Lay out the lines of the records below as a JSON list of strings, one string per line, skipping blank lines. Leave the pictures out.

○ ○ ○ ○ ○

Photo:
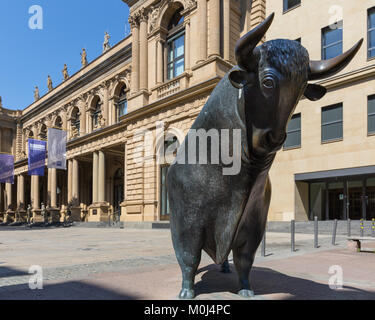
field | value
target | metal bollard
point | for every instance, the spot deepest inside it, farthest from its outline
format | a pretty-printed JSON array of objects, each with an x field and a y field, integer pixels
[
  {"x": 28, "y": 214},
  {"x": 293, "y": 235},
  {"x": 316, "y": 244},
  {"x": 334, "y": 232},
  {"x": 264, "y": 245},
  {"x": 43, "y": 213},
  {"x": 349, "y": 228}
]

○ ○ ○ ○ ○

◆ **In response**
[
  "Photo:",
  "field | value",
  "target | metal bollard",
  "point | for every instance, the spot deepest inside it, farthest from its outline",
  "format | a pretty-printed JSON array of objects, each with an x field and a y field, integer pixels",
  "[",
  "  {\"x\": 28, \"y\": 214},",
  "  {\"x\": 293, \"y\": 235},",
  "  {\"x\": 316, \"y\": 244},",
  "  {\"x\": 334, \"y\": 232},",
  "  {\"x\": 264, \"y\": 245},",
  "  {\"x\": 43, \"y\": 213},",
  "  {\"x\": 349, \"y\": 228}",
  "]"
]